----- Provided records

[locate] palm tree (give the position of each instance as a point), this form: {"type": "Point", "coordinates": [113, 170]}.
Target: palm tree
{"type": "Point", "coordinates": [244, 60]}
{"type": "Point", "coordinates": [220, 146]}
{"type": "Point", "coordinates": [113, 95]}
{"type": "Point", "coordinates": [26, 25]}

----------
----- Provided records

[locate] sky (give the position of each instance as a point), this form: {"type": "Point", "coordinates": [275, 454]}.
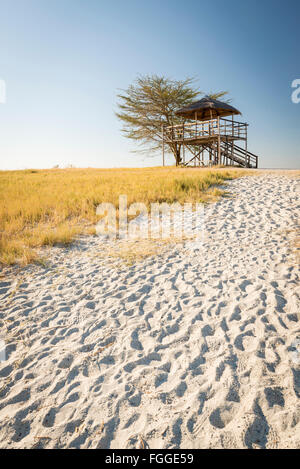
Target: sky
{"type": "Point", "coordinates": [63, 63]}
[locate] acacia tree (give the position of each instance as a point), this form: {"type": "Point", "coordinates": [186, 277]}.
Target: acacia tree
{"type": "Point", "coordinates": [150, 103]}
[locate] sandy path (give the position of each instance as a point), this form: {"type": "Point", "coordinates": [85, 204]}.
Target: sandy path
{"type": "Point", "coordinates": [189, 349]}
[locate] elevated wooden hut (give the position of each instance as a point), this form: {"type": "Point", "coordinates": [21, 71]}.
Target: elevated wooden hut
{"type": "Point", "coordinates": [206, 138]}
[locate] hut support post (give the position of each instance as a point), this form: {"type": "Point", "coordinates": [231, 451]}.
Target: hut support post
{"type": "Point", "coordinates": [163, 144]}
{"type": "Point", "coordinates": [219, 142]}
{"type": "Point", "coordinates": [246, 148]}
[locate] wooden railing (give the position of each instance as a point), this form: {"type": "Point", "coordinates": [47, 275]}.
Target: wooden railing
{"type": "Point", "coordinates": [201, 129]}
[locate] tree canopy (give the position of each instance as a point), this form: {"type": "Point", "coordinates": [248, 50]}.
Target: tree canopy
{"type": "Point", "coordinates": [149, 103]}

----------
----- Provided records

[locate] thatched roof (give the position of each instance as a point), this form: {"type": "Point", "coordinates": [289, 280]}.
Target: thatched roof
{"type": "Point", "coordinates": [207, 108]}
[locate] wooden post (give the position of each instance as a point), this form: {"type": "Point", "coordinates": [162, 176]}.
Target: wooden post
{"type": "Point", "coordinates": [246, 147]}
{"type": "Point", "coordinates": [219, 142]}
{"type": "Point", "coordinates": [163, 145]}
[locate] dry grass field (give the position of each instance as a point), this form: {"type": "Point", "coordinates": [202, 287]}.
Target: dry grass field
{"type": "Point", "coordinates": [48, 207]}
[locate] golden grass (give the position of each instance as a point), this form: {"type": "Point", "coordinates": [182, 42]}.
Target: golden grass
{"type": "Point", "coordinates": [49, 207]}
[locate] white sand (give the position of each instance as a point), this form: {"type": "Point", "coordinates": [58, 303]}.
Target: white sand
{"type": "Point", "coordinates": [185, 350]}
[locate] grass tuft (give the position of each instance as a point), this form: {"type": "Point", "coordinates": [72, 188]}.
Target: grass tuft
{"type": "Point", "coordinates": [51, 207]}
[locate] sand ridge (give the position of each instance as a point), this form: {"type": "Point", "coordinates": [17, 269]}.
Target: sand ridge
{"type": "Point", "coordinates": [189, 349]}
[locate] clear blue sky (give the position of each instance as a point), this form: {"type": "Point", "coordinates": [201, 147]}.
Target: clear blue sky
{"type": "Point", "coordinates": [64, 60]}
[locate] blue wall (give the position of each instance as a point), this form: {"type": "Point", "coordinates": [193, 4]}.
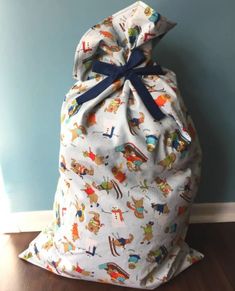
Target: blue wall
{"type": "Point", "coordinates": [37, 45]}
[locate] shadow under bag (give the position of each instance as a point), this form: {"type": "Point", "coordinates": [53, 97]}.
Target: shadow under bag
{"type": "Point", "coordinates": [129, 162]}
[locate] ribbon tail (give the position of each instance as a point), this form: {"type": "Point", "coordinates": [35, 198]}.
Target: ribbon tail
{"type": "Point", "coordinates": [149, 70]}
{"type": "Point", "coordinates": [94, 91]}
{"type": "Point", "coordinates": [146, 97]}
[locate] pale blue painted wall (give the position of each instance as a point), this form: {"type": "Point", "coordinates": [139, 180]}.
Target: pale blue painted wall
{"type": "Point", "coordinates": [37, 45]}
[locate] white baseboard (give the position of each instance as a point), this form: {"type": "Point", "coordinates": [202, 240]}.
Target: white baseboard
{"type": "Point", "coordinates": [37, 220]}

----------

**Exercise details:** Write out exactly the run of lines above that starts at the line containing "[locate] grass tuft" and ends at the line containing "[locate] shadow under". Include both, and leave the pictures out.

**Response:**
[locate] grass tuft (give the position of each instance as a point), this form: {"type": "Point", "coordinates": [72, 188]}.
Target: grass tuft
{"type": "Point", "coordinates": [51, 207]}
[locate] sand ridge (give the position of each instance as a point), this form: {"type": "Point", "coordinates": [17, 269]}.
Target: sand ridge
{"type": "Point", "coordinates": [189, 349]}
[locate] clear blue sky (give the position of each instance as a point), this form: {"type": "Point", "coordinates": [201, 147]}.
Target: clear blue sky
{"type": "Point", "coordinates": [64, 60]}
[locate] blue wall (give the position of each instance as a point), this form: {"type": "Point", "coordinates": [193, 4]}.
Target: blue wall
{"type": "Point", "coordinates": [37, 45]}
[locate] shadow under bag (give the position of each instance as a point), this form: {"type": "Point", "coordinates": [53, 97]}.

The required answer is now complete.